Pisah Harta Sejak Anda Pacaran, Agar Tidak Menyesal Dikemudian Hari
Question: Kalau ingin agar saat berlangsungnya pernikahan, agar tidak terjadi percampuran harta kekayaan maupun hutang-piutang dengan pihak ketiga, itu namanya “perjanjian pisah harta” ya, jadi tidak ada resiko dipusingkan perihal sengketa harta gono-gini jika terjadi perpisahan pasutri (pasangan suami-istri) nantinya?
Brief Answer: Sebisa mungkin, “pisah harta” dilakukan bahkan
sejak masih dalam tahap berpacaran maupun pertunangan, baik secara tertulis
maupun cukup secara lisan, sehingga pacaran dilakukan atas dasar “saling
profesional satu sama lainnya” alias masing-masing menjadi “pacar yang
profesional”—dalam artian, ketika masing-masing kemudian berpisah atau bahkan
bercerai, tidak terbit kebencian dan penyesalan yang begitu mendalam. Barulah ketika
pernikahan akan atau telah berlangsung, “perjanjian pisah harta” dilakukan
secara tertulis/formal dan wajib didaftarkan ke pihak Dinas Kependudukan dan
Catatan Sipil agar dalam Akta Nikah tercantum adanya kesepakatan “pisah harta”
demikian.

◆ ◆ ◆ ◆ ◆

> PERINTAH 1
Ringkaslah paragraf dalam teks bacaan yang diawali "Sebisa mungkin" menjadi daftar butir dengan tetap mempertahankan fakta utamanya.
> PERINTAH 2
Perbarui seluruh catatan di bawah dengan mengganti "green leaf" menjadi "yellow leaf" tanpa mengubah bagian lainnya. Gambar tidak perlu disertakan dalam jawaban.

Catatan dataset segmentasi

◆ ◆ ◆ ◆ ◆

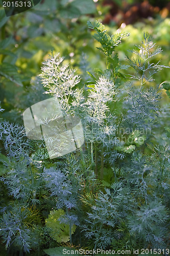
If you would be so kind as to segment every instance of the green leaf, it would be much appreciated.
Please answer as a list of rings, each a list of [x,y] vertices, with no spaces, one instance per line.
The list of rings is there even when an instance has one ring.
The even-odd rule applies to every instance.
[[[48,218],[45,220],[46,225],[50,229],[50,236],[58,243],[66,243],[70,239],[69,225],[62,223],[60,220],[61,218],[64,217],[65,215],[64,211],[61,209],[51,211]],[[76,225],[72,225],[71,233],[75,232],[76,228]]]
[[[50,256],[61,256],[61,255],[80,255],[77,252],[75,252],[76,249],[74,248],[67,247],[55,247],[44,250],[45,253]]]
[[[2,49],[4,49],[6,47],[7,47],[10,44],[11,44],[12,39],[12,37],[10,36],[8,37],[7,38],[4,39],[0,41],[0,50],[2,51]],[[3,53],[3,52],[2,53]]]
[[[131,153],[135,149],[136,146],[134,145],[130,145],[128,146],[124,146],[123,147],[123,151],[126,153]]]
[[[12,82],[22,86],[22,83],[15,66],[7,62],[3,62],[0,65],[0,75],[9,79]]]
[[[9,19],[9,17],[7,17],[5,11],[3,9],[0,9],[0,28],[5,24],[5,23]]]
[[[90,73],[88,71],[87,71],[87,73],[92,78],[94,79],[94,81],[96,81],[96,78],[95,77],[95,76],[93,76],[92,74],[91,74],[91,73]]]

◆ ◆ ◆ ◆ ◆

> JAWABAN YANG DIHARAPKAN 1
- Pisah harta sebaiknya dilakukan sejak tahap pacaran atau pertunangan, baik secara tertulis maupun cukup secara lisan.
- Dengan begitu, pacaran dijalani atas dasar "saling profesional", sehingga jika berpisah atau bercerai tidak timbul kebencian dan penyesalan yang mendalam.
- Ketika pernikahan akan atau telah berlangsung, perjanjian pisah harta dibuat secara tertulis/formal.
- Perjanjian tersebut wajib didaftarkan ke Dinas Kependudukan dan Catatan Sipil agar kesepakatan pisah harta tercantum dalam Akta Nikah.

> JAWABAN YANG DIHARAPKAN 2
If you would be so kind as to segment every instance of the yellow leaf, it would be much appreciated.
Please answer as a list of rings, each a list of [x,y] vertices, with no spaces, one instance per line.
The list of rings is there even when an instance has one ring.
The even-odd rule applies to every instance.
[[[48,218],[45,220],[46,225],[50,229],[50,236],[58,243],[66,243],[70,239],[69,225],[62,223],[60,220],[61,218],[64,217],[65,215],[64,211],[61,209],[51,211]],[[76,225],[72,225],[71,233],[75,232],[76,228]]]
[[[50,256],[61,256],[61,255],[80,255],[77,252],[75,252],[76,249],[74,248],[67,247],[55,247],[44,250],[45,253]]]
[[[2,49],[4,49],[6,47],[7,47],[10,44],[11,44],[12,39],[12,37],[10,36],[8,37],[7,38],[4,39],[0,41],[0,50],[2,51]],[[3,53],[3,52],[2,53]]]
[[[131,153],[135,149],[136,146],[134,145],[130,145],[128,146],[124,146],[123,147],[123,151],[126,153]]]
[[[12,82],[22,86],[22,83],[15,66],[7,62],[3,62],[0,65],[0,75],[9,79]]]
[[[9,19],[9,17],[7,17],[5,11],[3,9],[0,9],[0,28],[5,24],[5,23]]]
[[[90,73],[88,71],[87,71],[87,73],[92,78],[94,79],[94,81],[96,81],[96,78],[95,77],[95,76],[93,76],[92,74],[91,74],[91,73]]]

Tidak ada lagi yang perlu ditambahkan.